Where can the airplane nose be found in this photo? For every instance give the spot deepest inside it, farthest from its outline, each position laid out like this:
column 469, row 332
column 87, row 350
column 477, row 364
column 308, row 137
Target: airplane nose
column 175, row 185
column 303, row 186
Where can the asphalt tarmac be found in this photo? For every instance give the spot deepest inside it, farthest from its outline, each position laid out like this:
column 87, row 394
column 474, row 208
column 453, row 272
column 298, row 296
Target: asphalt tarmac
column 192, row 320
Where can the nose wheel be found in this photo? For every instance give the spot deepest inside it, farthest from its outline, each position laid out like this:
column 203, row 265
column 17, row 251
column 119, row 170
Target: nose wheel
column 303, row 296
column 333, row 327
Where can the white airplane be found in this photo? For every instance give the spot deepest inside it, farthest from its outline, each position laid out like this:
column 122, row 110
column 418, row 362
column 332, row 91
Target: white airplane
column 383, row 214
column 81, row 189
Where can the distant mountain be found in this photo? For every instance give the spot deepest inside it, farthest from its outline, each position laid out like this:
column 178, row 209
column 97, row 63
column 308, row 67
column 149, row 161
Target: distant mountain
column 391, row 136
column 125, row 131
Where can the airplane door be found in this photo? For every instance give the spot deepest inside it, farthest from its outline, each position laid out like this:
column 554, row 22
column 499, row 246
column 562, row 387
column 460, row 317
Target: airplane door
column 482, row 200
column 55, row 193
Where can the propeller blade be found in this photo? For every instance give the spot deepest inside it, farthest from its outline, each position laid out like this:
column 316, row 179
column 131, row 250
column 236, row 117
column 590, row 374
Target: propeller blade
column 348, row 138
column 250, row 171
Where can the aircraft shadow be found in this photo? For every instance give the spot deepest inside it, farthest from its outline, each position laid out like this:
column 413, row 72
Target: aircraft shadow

--------------------------------------------------

> [WHAT YOU NEED TO DO] Rewrite the data starting at the line containing "Where can the aircraft" and ending at the end of the data, changing "aircraft shadow" to "plane shadow" and keeping everything else the same.

> [RESULT OF THE EXERCISE]
Where can the plane shadow be found in this photo? For every instance give the spot deepest inside it, farthest from its outline, each position laid out like this:
column 413, row 72
Target: plane shadow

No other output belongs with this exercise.